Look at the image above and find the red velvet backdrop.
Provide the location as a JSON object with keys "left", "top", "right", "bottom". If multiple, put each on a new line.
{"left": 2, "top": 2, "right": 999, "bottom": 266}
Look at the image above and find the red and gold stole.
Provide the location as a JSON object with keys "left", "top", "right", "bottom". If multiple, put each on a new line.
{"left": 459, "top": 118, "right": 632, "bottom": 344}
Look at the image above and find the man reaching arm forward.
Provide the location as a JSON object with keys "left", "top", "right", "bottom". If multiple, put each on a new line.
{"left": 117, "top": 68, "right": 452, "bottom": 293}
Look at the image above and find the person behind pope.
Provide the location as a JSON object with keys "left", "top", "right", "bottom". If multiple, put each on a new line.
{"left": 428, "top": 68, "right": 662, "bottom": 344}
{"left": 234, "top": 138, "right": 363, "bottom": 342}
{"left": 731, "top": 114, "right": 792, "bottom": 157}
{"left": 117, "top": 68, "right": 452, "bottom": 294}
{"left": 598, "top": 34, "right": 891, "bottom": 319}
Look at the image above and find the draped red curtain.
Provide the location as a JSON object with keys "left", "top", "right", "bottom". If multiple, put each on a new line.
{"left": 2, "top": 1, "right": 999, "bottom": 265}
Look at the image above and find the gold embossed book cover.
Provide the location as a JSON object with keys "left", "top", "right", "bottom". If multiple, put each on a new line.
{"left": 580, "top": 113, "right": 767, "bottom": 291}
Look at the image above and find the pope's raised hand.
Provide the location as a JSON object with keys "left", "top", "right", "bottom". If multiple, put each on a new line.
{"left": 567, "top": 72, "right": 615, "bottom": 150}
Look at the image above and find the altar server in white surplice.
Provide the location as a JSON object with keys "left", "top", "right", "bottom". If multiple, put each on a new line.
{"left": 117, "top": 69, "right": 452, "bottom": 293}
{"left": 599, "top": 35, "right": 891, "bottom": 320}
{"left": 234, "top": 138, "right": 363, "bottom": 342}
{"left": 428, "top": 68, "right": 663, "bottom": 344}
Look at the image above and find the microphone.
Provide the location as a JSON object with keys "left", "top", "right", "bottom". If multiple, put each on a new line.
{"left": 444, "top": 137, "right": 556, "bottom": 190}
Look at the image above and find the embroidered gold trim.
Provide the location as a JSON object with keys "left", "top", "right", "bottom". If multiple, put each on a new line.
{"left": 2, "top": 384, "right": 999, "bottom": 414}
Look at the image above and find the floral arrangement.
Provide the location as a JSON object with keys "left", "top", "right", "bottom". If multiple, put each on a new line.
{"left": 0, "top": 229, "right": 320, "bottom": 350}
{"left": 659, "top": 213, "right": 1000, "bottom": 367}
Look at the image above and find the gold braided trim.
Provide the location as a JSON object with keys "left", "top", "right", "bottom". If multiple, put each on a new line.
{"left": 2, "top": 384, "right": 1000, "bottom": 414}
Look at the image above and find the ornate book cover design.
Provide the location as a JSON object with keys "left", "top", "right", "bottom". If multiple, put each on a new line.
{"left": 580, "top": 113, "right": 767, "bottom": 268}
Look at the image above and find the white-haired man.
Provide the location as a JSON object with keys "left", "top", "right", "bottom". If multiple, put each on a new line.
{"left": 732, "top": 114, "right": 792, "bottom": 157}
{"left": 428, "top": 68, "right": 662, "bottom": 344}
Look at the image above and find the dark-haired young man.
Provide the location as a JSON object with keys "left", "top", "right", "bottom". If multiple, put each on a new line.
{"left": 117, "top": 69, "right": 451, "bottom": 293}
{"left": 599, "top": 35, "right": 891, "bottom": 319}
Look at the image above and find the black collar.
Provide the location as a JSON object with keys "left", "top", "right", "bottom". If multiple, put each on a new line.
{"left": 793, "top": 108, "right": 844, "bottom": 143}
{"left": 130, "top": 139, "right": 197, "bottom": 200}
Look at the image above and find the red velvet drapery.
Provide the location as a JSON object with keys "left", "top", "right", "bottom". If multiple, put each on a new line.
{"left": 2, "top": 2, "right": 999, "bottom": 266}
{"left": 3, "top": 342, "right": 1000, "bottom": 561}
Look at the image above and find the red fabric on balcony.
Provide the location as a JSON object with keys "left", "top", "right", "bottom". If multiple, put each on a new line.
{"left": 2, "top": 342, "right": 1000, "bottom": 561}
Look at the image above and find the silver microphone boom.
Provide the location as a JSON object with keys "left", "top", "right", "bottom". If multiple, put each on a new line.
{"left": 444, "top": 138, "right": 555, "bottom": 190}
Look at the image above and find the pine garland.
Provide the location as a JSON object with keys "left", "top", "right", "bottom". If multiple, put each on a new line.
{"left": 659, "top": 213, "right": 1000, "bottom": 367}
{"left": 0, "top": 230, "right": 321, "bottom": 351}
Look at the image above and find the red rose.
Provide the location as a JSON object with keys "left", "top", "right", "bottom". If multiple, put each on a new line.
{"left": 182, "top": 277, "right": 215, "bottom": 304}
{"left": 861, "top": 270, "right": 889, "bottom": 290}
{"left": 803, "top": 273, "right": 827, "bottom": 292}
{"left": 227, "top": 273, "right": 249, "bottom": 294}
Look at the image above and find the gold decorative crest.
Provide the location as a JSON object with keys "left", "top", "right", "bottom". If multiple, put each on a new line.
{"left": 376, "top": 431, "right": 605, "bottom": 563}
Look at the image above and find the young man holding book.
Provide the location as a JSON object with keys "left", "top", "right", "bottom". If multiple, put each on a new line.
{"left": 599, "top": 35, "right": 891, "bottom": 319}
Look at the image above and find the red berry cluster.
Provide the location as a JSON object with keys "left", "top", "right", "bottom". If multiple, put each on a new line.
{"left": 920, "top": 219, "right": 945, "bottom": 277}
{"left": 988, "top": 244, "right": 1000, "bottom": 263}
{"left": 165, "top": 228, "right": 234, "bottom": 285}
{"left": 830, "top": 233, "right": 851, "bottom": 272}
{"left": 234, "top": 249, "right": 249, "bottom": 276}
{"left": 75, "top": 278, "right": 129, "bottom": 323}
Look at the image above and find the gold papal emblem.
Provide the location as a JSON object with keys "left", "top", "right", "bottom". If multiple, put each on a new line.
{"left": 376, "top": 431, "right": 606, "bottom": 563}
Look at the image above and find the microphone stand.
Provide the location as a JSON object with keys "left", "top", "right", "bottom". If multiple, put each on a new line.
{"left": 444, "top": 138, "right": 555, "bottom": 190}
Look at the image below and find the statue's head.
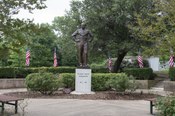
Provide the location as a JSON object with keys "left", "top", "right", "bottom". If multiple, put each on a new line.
{"left": 81, "top": 23, "right": 86, "bottom": 29}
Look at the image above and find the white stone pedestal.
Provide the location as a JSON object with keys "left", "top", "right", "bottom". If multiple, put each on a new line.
{"left": 148, "top": 57, "right": 160, "bottom": 71}
{"left": 71, "top": 69, "right": 95, "bottom": 95}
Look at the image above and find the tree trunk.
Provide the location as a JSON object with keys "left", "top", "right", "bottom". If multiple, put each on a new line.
{"left": 113, "top": 51, "right": 128, "bottom": 73}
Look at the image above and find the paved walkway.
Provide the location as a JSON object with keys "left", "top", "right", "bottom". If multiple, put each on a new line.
{"left": 0, "top": 88, "right": 27, "bottom": 95}
{"left": 9, "top": 99, "right": 153, "bottom": 116}
{"left": 0, "top": 73, "right": 170, "bottom": 115}
{"left": 0, "top": 88, "right": 156, "bottom": 116}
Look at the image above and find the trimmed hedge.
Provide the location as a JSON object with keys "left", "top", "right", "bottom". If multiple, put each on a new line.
{"left": 0, "top": 67, "right": 154, "bottom": 80}
{"left": 0, "top": 67, "right": 108, "bottom": 78}
{"left": 60, "top": 73, "right": 130, "bottom": 91}
{"left": 123, "top": 68, "right": 154, "bottom": 80}
{"left": 92, "top": 68, "right": 108, "bottom": 73}
{"left": 0, "top": 67, "right": 17, "bottom": 78}
{"left": 169, "top": 67, "right": 175, "bottom": 81}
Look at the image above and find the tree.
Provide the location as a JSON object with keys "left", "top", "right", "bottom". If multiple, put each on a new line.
{"left": 52, "top": 1, "right": 83, "bottom": 66}
{"left": 8, "top": 48, "right": 26, "bottom": 67}
{"left": 0, "top": 45, "right": 9, "bottom": 66}
{"left": 52, "top": 0, "right": 154, "bottom": 70}
{"left": 0, "top": 0, "right": 47, "bottom": 66}
{"left": 0, "top": 0, "right": 46, "bottom": 37}
{"left": 132, "top": 0, "right": 175, "bottom": 59}
{"left": 25, "top": 24, "right": 58, "bottom": 67}
{"left": 6, "top": 23, "right": 58, "bottom": 67}
{"left": 80, "top": 0, "right": 153, "bottom": 72}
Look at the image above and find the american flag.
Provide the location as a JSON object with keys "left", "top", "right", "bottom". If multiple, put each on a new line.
{"left": 25, "top": 49, "right": 30, "bottom": 66}
{"left": 169, "top": 55, "right": 174, "bottom": 67}
{"left": 53, "top": 48, "right": 57, "bottom": 67}
{"left": 108, "top": 57, "right": 112, "bottom": 72}
{"left": 137, "top": 55, "right": 143, "bottom": 68}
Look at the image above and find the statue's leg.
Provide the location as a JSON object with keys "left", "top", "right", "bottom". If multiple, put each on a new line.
{"left": 77, "top": 42, "right": 83, "bottom": 67}
{"left": 83, "top": 43, "right": 88, "bottom": 67}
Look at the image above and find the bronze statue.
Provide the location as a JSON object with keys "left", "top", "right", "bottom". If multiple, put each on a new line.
{"left": 72, "top": 23, "right": 93, "bottom": 67}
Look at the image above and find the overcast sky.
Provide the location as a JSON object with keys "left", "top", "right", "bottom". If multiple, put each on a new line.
{"left": 15, "top": 0, "right": 72, "bottom": 24}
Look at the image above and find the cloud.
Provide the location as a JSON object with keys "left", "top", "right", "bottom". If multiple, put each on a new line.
{"left": 14, "top": 0, "right": 71, "bottom": 24}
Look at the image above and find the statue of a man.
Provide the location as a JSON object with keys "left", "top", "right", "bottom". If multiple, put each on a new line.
{"left": 72, "top": 23, "right": 93, "bottom": 67}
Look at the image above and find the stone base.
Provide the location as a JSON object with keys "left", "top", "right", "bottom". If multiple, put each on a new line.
{"left": 75, "top": 69, "right": 92, "bottom": 93}
{"left": 0, "top": 79, "right": 25, "bottom": 89}
{"left": 71, "top": 91, "right": 95, "bottom": 95}
{"left": 164, "top": 81, "right": 175, "bottom": 92}
{"left": 135, "top": 80, "right": 159, "bottom": 89}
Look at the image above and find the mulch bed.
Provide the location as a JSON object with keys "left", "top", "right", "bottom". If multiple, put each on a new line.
{"left": 4, "top": 91, "right": 158, "bottom": 100}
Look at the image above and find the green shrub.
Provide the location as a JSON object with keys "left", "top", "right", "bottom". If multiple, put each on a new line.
{"left": 106, "top": 73, "right": 137, "bottom": 92}
{"left": 123, "top": 68, "right": 154, "bottom": 80}
{"left": 92, "top": 73, "right": 117, "bottom": 91}
{"left": 60, "top": 73, "right": 75, "bottom": 90}
{"left": 169, "top": 67, "right": 175, "bottom": 81}
{"left": 60, "top": 73, "right": 136, "bottom": 91}
{"left": 155, "top": 96, "right": 175, "bottom": 116}
{"left": 0, "top": 67, "right": 109, "bottom": 78}
{"left": 60, "top": 73, "right": 117, "bottom": 91}
{"left": 26, "top": 73, "right": 60, "bottom": 95}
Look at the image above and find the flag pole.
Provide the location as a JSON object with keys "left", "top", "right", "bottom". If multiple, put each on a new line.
{"left": 169, "top": 47, "right": 174, "bottom": 67}
{"left": 55, "top": 47, "right": 56, "bottom": 54}
{"left": 54, "top": 47, "right": 57, "bottom": 67}
{"left": 138, "top": 48, "right": 141, "bottom": 56}
{"left": 107, "top": 52, "right": 112, "bottom": 73}
{"left": 170, "top": 47, "right": 173, "bottom": 54}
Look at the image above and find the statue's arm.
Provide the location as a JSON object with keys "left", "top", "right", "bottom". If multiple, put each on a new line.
{"left": 72, "top": 30, "right": 78, "bottom": 41}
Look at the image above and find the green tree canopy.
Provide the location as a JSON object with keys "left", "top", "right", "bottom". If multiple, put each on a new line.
{"left": 81, "top": 0, "right": 154, "bottom": 72}
{"left": 53, "top": 0, "right": 154, "bottom": 71}
{"left": 6, "top": 23, "right": 59, "bottom": 67}
{"left": 133, "top": 0, "right": 175, "bottom": 60}
{"left": 0, "top": 0, "right": 47, "bottom": 66}
{"left": 29, "top": 24, "right": 58, "bottom": 67}
{"left": 0, "top": 0, "right": 46, "bottom": 38}
{"left": 52, "top": 1, "right": 83, "bottom": 66}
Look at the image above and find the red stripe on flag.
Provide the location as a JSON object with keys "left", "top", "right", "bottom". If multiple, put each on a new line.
{"left": 26, "top": 49, "right": 30, "bottom": 66}
{"left": 137, "top": 55, "right": 143, "bottom": 68}
{"left": 108, "top": 58, "right": 112, "bottom": 72}
{"left": 54, "top": 50, "right": 57, "bottom": 67}
{"left": 169, "top": 55, "right": 174, "bottom": 67}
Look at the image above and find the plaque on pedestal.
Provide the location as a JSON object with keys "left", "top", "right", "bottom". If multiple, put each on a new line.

========================================

:: Action item ::
Your answer should be all lines from the data that contain "book".

:: The completed task ::
Look at the image above and find the gold embossed book cover.
Look at the image above and find the ornate book cover design.
Look at the image above and find the young man holding book.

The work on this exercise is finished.